Task item >>
Wherever "target" shows up in the records below, copy the whole line.

[Stored data]

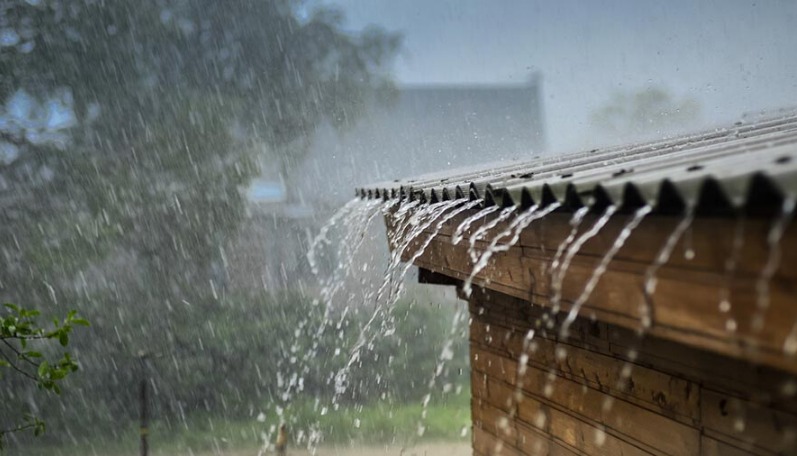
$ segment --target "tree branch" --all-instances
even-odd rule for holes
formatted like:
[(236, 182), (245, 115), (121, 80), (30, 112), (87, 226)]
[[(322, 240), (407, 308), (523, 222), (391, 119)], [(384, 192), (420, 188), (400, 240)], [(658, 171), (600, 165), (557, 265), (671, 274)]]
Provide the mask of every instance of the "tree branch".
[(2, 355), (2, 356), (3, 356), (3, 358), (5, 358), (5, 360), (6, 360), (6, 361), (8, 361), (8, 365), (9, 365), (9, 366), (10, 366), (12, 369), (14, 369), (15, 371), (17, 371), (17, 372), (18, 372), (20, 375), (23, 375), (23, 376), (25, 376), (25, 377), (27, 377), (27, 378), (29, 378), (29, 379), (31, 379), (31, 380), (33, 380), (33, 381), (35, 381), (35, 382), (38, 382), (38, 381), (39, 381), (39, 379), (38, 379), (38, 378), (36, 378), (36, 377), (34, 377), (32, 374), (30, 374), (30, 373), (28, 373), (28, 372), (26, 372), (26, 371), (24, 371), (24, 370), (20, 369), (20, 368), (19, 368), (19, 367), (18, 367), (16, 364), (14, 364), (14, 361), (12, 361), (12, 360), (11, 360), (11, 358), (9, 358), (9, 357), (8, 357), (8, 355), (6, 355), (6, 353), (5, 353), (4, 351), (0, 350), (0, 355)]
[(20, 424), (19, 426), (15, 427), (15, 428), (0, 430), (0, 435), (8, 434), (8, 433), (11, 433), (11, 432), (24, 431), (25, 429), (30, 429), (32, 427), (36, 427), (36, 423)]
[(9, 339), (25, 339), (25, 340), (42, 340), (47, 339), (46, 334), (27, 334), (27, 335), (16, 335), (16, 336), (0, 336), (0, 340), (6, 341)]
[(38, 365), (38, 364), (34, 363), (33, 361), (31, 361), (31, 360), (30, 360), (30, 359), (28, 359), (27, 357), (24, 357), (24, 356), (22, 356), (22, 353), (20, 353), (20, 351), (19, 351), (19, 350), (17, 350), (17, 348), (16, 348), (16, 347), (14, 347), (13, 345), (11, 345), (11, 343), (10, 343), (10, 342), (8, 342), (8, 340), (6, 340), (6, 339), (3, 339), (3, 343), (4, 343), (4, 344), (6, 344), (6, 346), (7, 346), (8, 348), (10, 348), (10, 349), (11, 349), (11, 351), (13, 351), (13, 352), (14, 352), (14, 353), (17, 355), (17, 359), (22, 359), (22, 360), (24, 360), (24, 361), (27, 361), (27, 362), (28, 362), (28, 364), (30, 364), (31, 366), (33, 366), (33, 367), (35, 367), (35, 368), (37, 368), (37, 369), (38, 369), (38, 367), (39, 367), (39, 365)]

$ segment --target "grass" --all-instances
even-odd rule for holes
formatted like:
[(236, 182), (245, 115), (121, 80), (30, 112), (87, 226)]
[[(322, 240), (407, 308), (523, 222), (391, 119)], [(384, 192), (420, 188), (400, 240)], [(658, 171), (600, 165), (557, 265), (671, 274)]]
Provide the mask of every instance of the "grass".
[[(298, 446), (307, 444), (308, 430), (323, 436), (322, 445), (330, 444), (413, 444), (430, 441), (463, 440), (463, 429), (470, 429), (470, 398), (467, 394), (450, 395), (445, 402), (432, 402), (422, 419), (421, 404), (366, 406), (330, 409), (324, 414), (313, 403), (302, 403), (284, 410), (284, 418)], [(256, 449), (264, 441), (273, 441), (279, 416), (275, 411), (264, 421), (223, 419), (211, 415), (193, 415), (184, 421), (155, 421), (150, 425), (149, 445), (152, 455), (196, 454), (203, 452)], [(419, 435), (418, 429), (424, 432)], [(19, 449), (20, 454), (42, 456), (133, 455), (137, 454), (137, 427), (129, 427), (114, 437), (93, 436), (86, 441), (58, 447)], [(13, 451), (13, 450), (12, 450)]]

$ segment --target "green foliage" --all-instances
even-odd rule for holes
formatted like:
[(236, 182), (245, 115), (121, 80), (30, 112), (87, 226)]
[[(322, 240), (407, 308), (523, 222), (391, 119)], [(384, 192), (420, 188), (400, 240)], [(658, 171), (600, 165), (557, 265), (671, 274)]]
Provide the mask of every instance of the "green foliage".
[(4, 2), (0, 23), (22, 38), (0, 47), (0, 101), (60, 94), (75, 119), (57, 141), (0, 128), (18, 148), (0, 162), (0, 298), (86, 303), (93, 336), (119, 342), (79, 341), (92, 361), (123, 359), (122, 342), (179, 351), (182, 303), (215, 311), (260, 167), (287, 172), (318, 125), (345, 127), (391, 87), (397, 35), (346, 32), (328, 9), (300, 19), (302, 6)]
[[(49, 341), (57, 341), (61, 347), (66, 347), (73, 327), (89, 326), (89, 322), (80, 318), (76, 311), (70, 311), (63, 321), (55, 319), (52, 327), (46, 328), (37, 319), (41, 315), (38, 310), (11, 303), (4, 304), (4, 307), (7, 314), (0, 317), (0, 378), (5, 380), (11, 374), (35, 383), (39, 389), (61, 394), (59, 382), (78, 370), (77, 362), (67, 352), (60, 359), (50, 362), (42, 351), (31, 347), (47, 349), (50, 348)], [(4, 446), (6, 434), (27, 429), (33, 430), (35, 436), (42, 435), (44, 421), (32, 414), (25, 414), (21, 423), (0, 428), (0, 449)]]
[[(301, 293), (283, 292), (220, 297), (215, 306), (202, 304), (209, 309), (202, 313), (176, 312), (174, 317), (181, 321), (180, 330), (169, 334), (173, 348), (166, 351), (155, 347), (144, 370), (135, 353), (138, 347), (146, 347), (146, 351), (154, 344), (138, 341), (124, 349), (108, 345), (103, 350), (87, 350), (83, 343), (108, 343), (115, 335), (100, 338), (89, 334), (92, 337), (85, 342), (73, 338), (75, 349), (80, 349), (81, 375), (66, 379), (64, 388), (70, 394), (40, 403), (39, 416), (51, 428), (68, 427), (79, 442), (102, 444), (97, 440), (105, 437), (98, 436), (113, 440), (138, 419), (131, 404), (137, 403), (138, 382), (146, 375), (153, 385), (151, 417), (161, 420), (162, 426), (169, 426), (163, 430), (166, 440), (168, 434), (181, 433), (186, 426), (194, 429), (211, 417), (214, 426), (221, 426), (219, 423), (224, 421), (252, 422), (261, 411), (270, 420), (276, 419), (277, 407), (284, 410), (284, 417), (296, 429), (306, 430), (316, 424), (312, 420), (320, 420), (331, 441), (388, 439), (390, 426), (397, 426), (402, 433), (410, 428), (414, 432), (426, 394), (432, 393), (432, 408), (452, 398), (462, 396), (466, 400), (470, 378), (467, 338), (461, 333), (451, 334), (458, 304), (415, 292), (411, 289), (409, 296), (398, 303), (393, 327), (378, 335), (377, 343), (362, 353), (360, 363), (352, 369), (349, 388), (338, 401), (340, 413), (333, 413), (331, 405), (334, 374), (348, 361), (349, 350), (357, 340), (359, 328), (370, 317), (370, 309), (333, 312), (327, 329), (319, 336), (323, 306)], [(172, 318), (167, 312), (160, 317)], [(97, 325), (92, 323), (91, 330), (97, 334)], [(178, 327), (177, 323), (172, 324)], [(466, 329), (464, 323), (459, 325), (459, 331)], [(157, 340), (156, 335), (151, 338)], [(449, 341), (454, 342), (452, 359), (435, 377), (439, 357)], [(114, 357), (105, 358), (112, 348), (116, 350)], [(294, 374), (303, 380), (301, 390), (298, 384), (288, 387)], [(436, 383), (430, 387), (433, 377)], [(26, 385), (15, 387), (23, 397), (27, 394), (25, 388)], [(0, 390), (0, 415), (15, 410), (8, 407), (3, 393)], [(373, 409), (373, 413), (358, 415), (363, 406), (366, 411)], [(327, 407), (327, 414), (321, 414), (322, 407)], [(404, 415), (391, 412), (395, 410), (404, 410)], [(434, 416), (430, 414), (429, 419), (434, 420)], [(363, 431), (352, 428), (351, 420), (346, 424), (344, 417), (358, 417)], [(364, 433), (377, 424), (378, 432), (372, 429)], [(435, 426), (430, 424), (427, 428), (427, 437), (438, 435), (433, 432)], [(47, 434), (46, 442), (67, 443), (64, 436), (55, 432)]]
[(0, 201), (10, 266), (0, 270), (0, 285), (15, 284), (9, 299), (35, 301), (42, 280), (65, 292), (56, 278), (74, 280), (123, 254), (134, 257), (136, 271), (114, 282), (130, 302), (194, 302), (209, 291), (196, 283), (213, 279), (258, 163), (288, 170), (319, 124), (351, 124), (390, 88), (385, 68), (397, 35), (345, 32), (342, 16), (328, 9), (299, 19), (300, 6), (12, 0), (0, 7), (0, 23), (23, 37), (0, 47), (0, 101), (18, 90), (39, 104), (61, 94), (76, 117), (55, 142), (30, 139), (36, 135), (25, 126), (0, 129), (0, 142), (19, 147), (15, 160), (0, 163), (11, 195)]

Written solution >>
$ segment --target "tree branch" --all-instances
$ segment --target "grass" --all-instances
$ segment --target "green foliage" --all-instances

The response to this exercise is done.